**REQUIRED TASK:** Rewrite every one of the rows below as a numbered list, with blank lines left out. Leave the pictures out of your list.

* START SUPPLIED DATA *

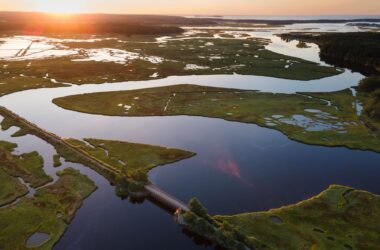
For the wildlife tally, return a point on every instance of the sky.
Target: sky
(200, 7)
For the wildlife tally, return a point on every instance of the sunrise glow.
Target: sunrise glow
(60, 6)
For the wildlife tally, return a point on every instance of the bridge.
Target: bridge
(153, 191)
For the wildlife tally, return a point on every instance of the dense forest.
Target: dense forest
(358, 51)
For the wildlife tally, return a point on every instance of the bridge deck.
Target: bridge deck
(165, 198)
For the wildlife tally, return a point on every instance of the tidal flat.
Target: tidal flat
(338, 218)
(115, 59)
(329, 119)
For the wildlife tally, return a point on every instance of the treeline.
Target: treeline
(198, 221)
(370, 89)
(358, 51)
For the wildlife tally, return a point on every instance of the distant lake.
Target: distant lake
(290, 17)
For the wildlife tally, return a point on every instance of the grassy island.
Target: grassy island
(49, 211)
(338, 218)
(28, 167)
(141, 57)
(330, 119)
(128, 158)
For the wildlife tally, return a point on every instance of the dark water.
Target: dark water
(238, 167)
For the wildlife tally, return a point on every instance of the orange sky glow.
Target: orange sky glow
(201, 7)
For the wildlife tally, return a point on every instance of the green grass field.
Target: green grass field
(338, 218)
(49, 211)
(304, 117)
(27, 166)
(129, 158)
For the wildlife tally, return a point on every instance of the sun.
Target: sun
(60, 6)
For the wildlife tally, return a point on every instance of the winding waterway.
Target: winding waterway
(238, 167)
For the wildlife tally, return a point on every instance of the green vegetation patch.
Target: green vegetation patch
(354, 50)
(49, 211)
(129, 158)
(57, 160)
(28, 166)
(329, 119)
(12, 79)
(338, 218)
(10, 188)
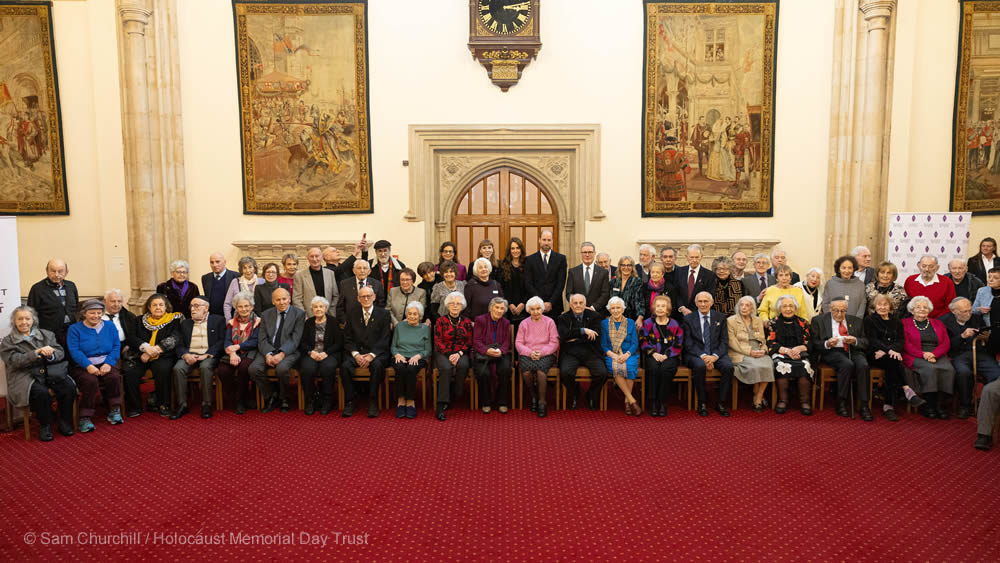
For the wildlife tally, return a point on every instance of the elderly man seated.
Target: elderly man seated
(199, 346)
(963, 331)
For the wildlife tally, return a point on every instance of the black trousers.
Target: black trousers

* END SUPPLIED DATA *

**CORRECT RESULT:**
1. For the wildlife tally, return a point on every instance of the sky.
2. Target: sky
3. (200, 7)
4. For the wildlife tally, return a point on every instance of the sunrise glow.
5. Target: sunrise glow
6. (60, 6)
7. For the wildlife tally, return a point on every instance of the bridge.
8. Target: bridge
9. (153, 191)
10. For the wildlife tally, return a point on every instance of the dense forest.
11. Target: dense forest
12. (358, 51)
13. For the wildlife tally, return a point on every instance of the bridge deck.
14. Target: bridge deck
15. (165, 198)
16. For the wildlife tally, return a point on every instance of the tidal flat.
17. Target: tidal flat
18. (338, 218)
19. (115, 59)
20. (329, 119)
21. For the wildlife tally, return a point on every instance of the treeline.
22. Target: treeline
23. (198, 221)
24. (370, 89)
25. (358, 51)
26. For the wildlife tally, return a point on every instance of the distant lake.
27. Target: distant lake
28. (290, 17)
29. For the wildlife tally, return a point on every instance of the grassy island.
30. Target: grassy island
31. (49, 211)
32. (338, 218)
33. (28, 167)
34. (141, 57)
35. (330, 119)
36. (128, 158)
37. For the wildlife tally, return a point on every instance of the dark water.
38. Target: dark water
39. (238, 167)
40. For the wildlife tally, return a point on every instance of the orange sky glow.
41. Target: orange sky glow
42. (201, 7)
43. For the wildlife tally, return a point on every instance of the green grass field.
44. Target: green grass field
45. (338, 218)
46. (49, 211)
47. (304, 117)
48. (27, 166)
49. (129, 158)
50. For the wildlife tally, return a point on every instance of the sun.
51. Target: sun
52. (60, 6)
53. For the wildlife tally, return a point on every instance of the winding waterway.
54. Target: winding waterway
55. (238, 167)
56. For the wildlife tally, return a point on every instance of the green vegetation patch.
57. Target: green vegetation patch
58. (354, 50)
59. (49, 211)
60. (129, 158)
61. (57, 160)
62. (28, 166)
63. (329, 119)
64. (12, 79)
65. (338, 218)
66. (10, 188)
67. For the wildlife tally, return a point on every instance of the elderly man seated.
68. Target: elderly man seated
69. (199, 346)
70. (963, 331)
71. For the wildlife tally, return a point on every instance of the black trousers.
72. Target: black trousers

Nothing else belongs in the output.